→ **Parts of the exercise**
1 > According to the biographical text about William Douglas O'Connor, what was the title of the 1866 pamphlet he wrote defending Whitman?
2 > Continue the biographical text about William Douglas O'Connor, starting after its last sentence.

→ **Excerpted text**
+---+
William Douglas O'Connor (January 2, 1832 – May 9, 1889) was an American author, known in part for his association with Walt Whitman. In 1866 he authored The Good Gray Poet, a pamphlet defending Whitman.

== Early and personal life ==
Born in Boston, Massachusetts on January 2, 1832, William O'Connor was a son of Peter D. O'Connor and an unknown mother. Little is known about his early childhood other than that he had a disagreement with his father and left the house when he was eight years old. In 1856 he married Ellen M. Tarr; the couple had two children.

== Career ==
In the 1850s he met Sarah Helen Whitman, a poet and romantic interest of Edgar Allan Poe. Whitman influenced him and O'Connor published several poems similar to Poe's work, and several stories in Putnam's Magazine and Harper's Magazine. From 1856 to 1860 he worked at The Saturday Evening Post in Philadelphia. While at the paper he wrote on the Shakespeare authorship question, proposing that Francis Bacon had written some of Shakespeare's works. As part of these efforts, O'Connor defended Delia Bacon's scholarship on the matter.
+---+
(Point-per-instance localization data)
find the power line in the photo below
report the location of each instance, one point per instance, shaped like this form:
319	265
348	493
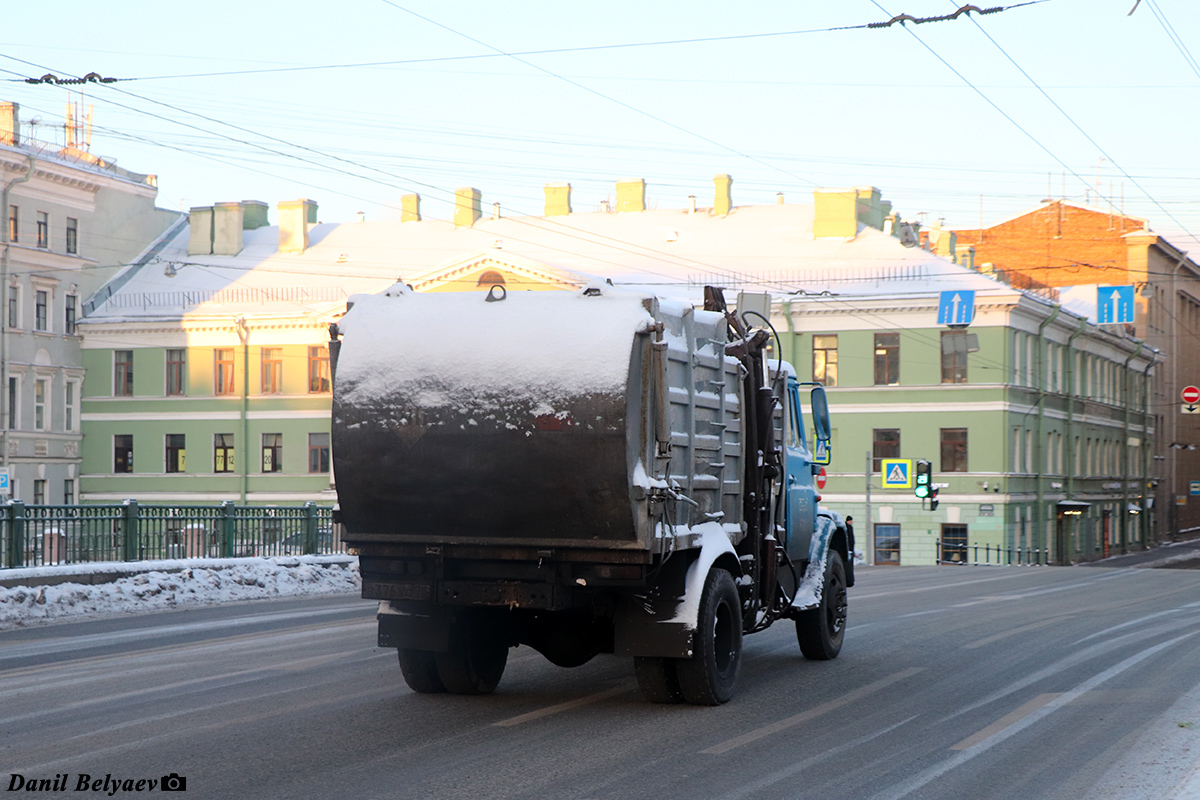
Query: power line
1078	127
903	19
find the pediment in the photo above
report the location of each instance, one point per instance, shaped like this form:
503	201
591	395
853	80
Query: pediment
480	270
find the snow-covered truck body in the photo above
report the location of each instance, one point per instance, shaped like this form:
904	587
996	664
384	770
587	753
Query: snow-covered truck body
581	473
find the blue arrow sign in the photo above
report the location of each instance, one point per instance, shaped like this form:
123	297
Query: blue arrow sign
1114	305
955	307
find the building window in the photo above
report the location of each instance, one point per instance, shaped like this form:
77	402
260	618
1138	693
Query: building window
490	278
954	450
40	391
13	395
123	452
222	452
825	360
954	356
887	359
318	452
41	301
177	447
222	372
69	408
886	445
69	326
887	543
273	371
177	364
123	373
273	452
953	545
318	368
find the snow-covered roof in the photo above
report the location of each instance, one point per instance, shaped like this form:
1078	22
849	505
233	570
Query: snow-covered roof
669	252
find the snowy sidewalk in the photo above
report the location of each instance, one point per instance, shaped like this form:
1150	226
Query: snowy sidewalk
81	590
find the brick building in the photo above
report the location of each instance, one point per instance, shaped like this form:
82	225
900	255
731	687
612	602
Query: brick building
1077	250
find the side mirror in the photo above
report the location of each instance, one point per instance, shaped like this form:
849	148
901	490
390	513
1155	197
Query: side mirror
821	413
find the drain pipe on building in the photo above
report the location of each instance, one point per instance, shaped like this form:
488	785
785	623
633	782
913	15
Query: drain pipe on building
244	335
4	322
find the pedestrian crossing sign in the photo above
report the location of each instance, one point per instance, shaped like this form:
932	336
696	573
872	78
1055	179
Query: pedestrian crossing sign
897	473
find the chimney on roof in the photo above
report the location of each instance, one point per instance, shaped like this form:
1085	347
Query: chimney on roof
10	124
466	206
631	194
411	208
724	200
199	227
227	221
558	199
294	218
253	215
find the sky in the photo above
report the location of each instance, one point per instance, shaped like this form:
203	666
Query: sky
355	103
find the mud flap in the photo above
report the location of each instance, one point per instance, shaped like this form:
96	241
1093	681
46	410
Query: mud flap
663	623
415	626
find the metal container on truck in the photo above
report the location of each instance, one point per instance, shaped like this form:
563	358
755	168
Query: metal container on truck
582	473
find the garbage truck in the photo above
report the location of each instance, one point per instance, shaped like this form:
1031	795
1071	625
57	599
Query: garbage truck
582	473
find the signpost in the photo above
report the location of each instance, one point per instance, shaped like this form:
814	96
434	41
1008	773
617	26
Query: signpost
897	473
1191	396
1114	305
955	307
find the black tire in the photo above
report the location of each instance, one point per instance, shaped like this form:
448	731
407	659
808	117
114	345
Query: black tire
708	678
473	666
420	671
658	679
822	630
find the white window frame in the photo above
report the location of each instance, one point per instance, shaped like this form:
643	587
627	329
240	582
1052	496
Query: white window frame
71	389
42	408
15	407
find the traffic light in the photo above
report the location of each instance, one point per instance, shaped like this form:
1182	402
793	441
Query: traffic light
924	477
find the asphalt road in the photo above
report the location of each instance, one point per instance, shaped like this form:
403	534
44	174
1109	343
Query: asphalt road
954	683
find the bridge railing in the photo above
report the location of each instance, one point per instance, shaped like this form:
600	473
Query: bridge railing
81	534
961	553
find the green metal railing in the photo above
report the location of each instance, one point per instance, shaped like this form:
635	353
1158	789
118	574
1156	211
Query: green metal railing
47	535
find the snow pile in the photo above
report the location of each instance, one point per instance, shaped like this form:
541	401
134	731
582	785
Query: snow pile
457	350
198	583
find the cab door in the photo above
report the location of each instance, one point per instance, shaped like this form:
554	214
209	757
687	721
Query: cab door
801	506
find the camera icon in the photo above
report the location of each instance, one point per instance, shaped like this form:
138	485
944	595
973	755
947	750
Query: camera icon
173	782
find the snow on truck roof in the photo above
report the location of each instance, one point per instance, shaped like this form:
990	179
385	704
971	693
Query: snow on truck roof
447	348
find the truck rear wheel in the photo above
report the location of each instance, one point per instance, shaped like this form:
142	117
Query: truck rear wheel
658	679
821	630
473	666
420	671
708	678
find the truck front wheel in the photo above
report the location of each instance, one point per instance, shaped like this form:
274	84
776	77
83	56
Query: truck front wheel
821	630
708	678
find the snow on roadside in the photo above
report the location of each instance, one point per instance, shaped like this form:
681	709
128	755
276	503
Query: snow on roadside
171	584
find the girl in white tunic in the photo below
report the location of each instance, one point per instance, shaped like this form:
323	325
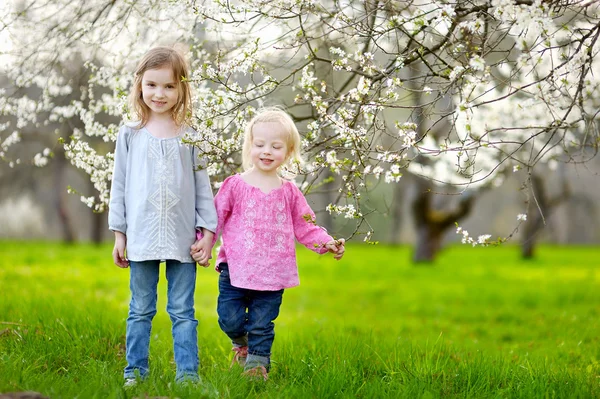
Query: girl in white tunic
160	197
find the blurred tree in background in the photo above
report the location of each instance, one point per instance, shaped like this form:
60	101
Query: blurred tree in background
458	95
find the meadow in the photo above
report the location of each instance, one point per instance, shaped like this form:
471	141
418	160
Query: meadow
479	323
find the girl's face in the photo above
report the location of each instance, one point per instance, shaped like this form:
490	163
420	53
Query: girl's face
269	146
159	90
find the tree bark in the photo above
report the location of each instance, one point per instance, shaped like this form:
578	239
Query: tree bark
431	223
542	207
60	196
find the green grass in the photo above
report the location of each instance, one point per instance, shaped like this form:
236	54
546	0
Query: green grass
481	323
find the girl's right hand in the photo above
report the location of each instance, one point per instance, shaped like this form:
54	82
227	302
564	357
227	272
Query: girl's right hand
119	251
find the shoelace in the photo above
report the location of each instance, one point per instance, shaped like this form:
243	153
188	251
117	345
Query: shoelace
241	352
258	371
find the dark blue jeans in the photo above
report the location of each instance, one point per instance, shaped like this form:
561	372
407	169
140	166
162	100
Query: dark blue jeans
247	316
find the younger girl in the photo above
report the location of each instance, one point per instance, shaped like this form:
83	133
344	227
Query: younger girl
160	197
260	214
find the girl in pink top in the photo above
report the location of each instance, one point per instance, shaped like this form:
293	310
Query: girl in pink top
260	215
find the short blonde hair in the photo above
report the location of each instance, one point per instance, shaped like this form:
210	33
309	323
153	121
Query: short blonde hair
156	58
293	140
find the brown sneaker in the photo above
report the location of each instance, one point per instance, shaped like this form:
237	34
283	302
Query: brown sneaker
241	353
257	373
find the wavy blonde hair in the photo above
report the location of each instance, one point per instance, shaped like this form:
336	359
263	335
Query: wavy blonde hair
293	159
157	58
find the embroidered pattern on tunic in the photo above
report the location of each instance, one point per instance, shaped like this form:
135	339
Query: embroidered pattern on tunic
162	220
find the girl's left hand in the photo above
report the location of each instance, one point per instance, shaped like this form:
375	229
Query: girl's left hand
337	248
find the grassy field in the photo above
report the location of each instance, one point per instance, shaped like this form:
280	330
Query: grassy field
480	323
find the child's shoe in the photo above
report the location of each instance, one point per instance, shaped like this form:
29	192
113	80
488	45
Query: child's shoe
130	382
241	353
257	373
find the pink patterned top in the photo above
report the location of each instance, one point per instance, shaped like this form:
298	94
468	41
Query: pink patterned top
258	232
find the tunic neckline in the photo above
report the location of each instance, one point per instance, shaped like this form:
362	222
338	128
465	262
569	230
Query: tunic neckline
283	182
162	138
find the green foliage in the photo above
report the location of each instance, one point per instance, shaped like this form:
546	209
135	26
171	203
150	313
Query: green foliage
481	323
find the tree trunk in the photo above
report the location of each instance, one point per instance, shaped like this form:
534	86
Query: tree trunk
429	243
396	212
60	196
431	223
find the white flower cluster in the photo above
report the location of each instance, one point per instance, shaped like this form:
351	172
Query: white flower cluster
482	240
348	211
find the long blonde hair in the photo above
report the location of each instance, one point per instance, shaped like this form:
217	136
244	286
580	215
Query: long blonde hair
156	58
293	140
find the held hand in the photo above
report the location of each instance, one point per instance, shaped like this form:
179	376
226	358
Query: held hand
337	248
201	251
200	257
119	252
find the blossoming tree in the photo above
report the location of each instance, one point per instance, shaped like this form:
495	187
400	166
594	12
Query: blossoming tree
461	93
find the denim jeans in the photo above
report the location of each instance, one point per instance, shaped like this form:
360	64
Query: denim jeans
247	316
181	278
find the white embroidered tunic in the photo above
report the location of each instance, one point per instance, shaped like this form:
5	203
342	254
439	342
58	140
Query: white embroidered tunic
160	196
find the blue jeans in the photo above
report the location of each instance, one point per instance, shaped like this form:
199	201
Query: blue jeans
246	316
181	278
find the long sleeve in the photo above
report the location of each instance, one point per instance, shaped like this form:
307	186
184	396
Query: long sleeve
306	231
206	214
223	204
116	211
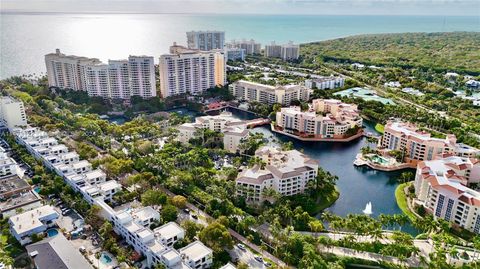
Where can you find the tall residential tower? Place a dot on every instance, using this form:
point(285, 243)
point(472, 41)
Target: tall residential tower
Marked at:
point(190, 71)
point(205, 40)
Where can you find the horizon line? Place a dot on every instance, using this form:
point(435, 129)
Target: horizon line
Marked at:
point(31, 12)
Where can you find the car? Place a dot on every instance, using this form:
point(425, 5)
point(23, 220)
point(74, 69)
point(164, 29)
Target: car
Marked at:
point(66, 212)
point(241, 246)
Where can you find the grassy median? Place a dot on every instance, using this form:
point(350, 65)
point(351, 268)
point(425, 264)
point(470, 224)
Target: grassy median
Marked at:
point(401, 198)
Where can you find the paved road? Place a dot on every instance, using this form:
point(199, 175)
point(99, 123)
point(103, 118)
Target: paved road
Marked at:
point(245, 256)
point(202, 215)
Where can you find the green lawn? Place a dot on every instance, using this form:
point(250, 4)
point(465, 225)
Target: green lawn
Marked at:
point(402, 201)
point(379, 128)
point(325, 201)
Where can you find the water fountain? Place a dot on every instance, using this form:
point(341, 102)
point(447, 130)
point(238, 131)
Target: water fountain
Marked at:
point(368, 209)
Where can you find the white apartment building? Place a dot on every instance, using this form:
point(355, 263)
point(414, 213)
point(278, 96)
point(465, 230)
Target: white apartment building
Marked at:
point(234, 131)
point(290, 51)
point(441, 186)
point(197, 255)
point(418, 145)
point(12, 112)
point(65, 71)
point(142, 76)
point(256, 92)
point(35, 221)
point(250, 46)
point(325, 83)
point(206, 40)
point(169, 233)
point(324, 119)
point(235, 54)
point(286, 172)
point(133, 225)
point(78, 174)
point(286, 52)
point(119, 79)
point(97, 80)
point(273, 50)
point(185, 71)
point(8, 166)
+---+
→ **Written answers**
1 > The Good Gray Poet

2 >
After his resignation, O'Connor published an antislavery novel, Harrington: A Story of True Love, in 1860. The same year he met Walt Whitman; the two became close friends. During the American Civil War, O'Connor worked in the United States Lighthouse Board for the United States Department of the Treasury. When Whitman came to Washington, D.C., he lived with O'Connor for several months. O'Connor helped Whitman find employment as a clerk at the Bureau of Indian Affairs. He was outraged when James Harlan fired Whitman from the Bureau in 1865 and quickly wrote a pamphlet, titled The Good Gray Poet (1866), defending Whitman and attacking Harlan. In the years that followed he wrote several other essays in defense of the poet, including "The Carpenter" (1868), which portrayed Whitman as a Christ-like figure. In 1872 the two disagreed over the Fifteenth Amendment to the United States Constitution. O'Connor supported the Amendment, which gave Black men the right to vote, while Whitman opposed it.

== Death and legacy ==
O'Connor died in Washington, D.C., on May 9, 1889. Several of his works were published posthumously in The Three Tales. Whitman wrote a preface to the book.